■ PROBLEM TO WORK ON ■
Can you find every line in the entries below that contains the string "kitchen"? Copy each of those lines out in full.

■ MATERIAL FOR THIS EXERCISE ■
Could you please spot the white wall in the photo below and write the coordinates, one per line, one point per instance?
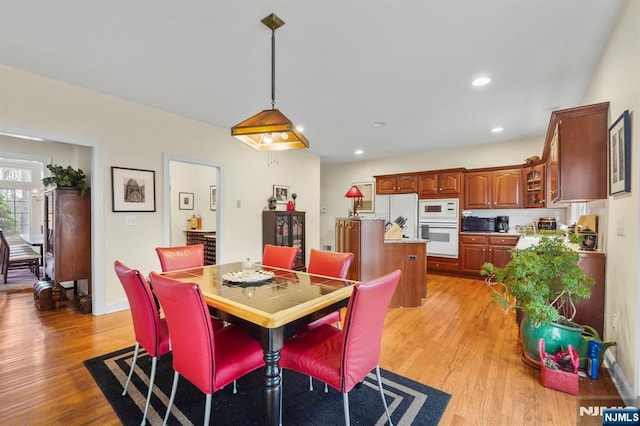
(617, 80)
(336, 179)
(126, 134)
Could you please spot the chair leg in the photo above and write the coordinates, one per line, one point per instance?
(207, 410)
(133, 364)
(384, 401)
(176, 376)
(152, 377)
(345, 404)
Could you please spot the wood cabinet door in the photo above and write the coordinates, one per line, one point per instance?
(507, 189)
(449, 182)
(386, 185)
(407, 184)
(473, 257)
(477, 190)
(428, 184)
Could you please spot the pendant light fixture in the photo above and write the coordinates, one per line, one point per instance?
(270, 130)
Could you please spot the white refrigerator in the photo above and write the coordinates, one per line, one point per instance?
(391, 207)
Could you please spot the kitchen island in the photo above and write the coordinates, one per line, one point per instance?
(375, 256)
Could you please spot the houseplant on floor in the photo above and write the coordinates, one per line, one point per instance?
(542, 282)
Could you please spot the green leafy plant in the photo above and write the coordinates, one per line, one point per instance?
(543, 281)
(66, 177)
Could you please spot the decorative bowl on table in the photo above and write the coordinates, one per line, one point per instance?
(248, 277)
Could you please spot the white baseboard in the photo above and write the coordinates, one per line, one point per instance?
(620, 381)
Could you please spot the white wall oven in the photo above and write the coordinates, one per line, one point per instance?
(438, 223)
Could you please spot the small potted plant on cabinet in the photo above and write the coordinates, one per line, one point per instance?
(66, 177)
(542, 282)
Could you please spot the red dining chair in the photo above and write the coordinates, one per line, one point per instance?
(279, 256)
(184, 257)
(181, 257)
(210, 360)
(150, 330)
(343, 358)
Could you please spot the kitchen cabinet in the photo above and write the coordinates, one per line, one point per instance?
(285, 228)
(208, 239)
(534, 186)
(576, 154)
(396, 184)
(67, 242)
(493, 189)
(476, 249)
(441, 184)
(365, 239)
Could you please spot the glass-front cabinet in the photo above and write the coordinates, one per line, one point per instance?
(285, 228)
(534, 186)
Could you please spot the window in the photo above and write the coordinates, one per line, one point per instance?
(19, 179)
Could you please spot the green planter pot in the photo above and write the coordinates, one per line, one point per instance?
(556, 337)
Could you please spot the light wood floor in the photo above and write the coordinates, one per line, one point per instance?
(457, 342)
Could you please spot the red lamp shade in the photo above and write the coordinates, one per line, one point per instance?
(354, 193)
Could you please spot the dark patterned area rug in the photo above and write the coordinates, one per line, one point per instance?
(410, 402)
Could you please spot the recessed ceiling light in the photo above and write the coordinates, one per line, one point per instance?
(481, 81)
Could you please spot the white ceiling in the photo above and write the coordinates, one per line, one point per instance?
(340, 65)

...

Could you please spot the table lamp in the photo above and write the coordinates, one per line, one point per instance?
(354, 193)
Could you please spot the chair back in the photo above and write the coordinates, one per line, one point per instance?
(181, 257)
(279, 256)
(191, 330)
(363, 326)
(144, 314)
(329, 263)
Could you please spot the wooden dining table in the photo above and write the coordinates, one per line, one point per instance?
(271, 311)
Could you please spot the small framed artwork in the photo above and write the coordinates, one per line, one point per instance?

■ COMPLETE RESPONSE ■
Could you please spot the kitchen island in the photo above and write the coordinates, one per line, one point per instance?
Could you please spot the kitchen cabinet in the photo above and write the coordinates, one per line, one point per instance?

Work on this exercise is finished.